What you need to do:
1/ In the page text on the new creature, which scripture reference follows the claim that "the wicked one touches them not"?
2/ Pick up the page text on the new creature and the old dead after its last sentence and carry it forward.

Page text:
☆ ☆ ☆ ☆

THE NEW CREATURE ALIVE, THE OLD DEAD
“There is therefore now no condemnation to those who are in Christ Jesus, who do not walk according to the flesh, but according to the Spirit. For the law of the Spirit of life in Christ Jesus has made me free from the law of sin and death. For what the law could not do in that it was weak through the flesh, God did by sending His own Son in the likeness of sinful flesh, on account of sin: He condemned sin in the flesh, that the righteous requirement of the law might be fulfilled in us who do not walk according to the flesh but according to the Spirit. For those who live according to the flesh set their minds on the things of the flesh, but those who live according to the Spirit, the things of the Spirit. For to be carnally minded is death, but to be spiritually minded is life and peace. Because the carnal mind is enmity against God; for it is not subject to the law of God, nor indeed can be. So then, those who are in the flesh cannot please God.
But you are not in the flesh but in the Spirit, if indeed the Spirit of God dwells in you. Now if anyone does not have the Spirit of Christ, he is not His. And if Christ is in you, the body is dead because of sin, but the Spirit is life because of righteousness. But if the Spirit of Him who raised Jesus from the dead dwells in you, He who raised Christ from the dead will also give life to your mortal bodies through His Spirit who dwells in you.” (Rom 8:1-11)
“Under the covenant through which we (the consecrated) are united to Christ, our mortal bodies are reckoned as dead, as sacrificed, as no longer us, and our minds are reckoned as the new creature adopted into the family of God, and seeking to serve God and to grow into his likeness, by being conformed to the image of his dear Son.
It is therefore according to this standpoint from which we view the matter that we could say of these new creatures that they are holy, and that the righteousness of the Law is fulfilled in them, and that the wicked one touches them not. – 1 John 5:18.
In such expressions we are referring exclusively to the reckoned “new” creatures, and are ignoring entirely, as dead, their mortal bodies. But if we should speak from another standpoint, and attempt to say that we are actually perfect in the flesh, it would be untrue, and not only so but would be an ignoring of the merit of Christ’s sacrifice, and our continued need (while in the fallen flesh) of a share in the justification which it provides. Those who would thus speak of their flesh as perfect, would hear the Apostle speaking to the reverse, saying, “In my flesh dwelleth no good thing,” – no perfection; and all imperfection is un-right, and all unrighteousness is sin. Hence, says the Apostle John, “If we say [speaking of our flesh, and ignoring the justification provided in Christ to cover its blemishes] that we have no sin, we deceive ourselves, and the truth is not in us.” – 1 John 1:8.

☆ ☆ ☆ ☆

Data block:
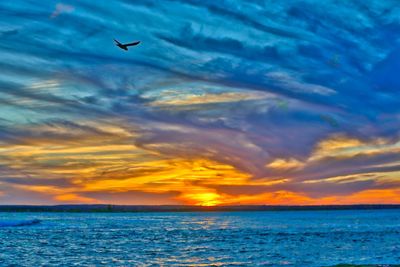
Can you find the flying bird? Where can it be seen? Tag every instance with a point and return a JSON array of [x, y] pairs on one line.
[[125, 46]]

☆ ☆ ☆ ☆

Answers:
1/ 1 John 5:18

2/
St. Paul proceeds to clearly mark the distinction between the new mind, which consecrated in Christ is accepted as the “new creature,” holy and acceptable to God, and our mortal bodies, which he calls “this dead body” – originally dead, under divine sentence, because of sin, but redeemed by the precious blood of Christ, and justified, and then included in our sacrifice, when we gave our little all in consecration to the Lord, as living sacrifices – to be dead with Christ, to suffer with him even unto death.
He declares that it is to those who are walking after the spirit, seeking to serve the Lord in spirit and in truth, from the heart, that are freed from the condemnation; and that this includes the thought that they do not now walk after the flesh, desiring to fulfil its desires. And here we are to closely distinguish between the walking up to the spirit, and walking after the spirit.
We should of course follow as closely to the spirit of truth and righteousness as possible, and yet we cannot hope, so long as we are in the imperfect flesh, that we could ever walk up to the spirit of the divine requirements, though we are to strive in this direction continually. One thing is positive, however, – we must not walk after the flesh. To do so would imply that we had lost the new mind, the new disposition, the new will, – that we had become dead to those hopes and covenants which had led to our consecration.
Any who get into this condition of walking after the flesh, – seeking to serve the flesh, therein have the evidence that their minds had become “carnal,” that they had lost much, if not all, of the new mind, the new disposition. All such should know most unequivocally that the carnal mind is at enmity against God, and hence that God could not fellowship it or favor it in any sense or degree. The Apostle urges, then, that all remember that they who are in the flesh, who live in harmony with their fallen propensities, serving their fallen fleshly natures, are not pleasing God and that such an inclination or course leads toward, and, if persisted in, would end in death.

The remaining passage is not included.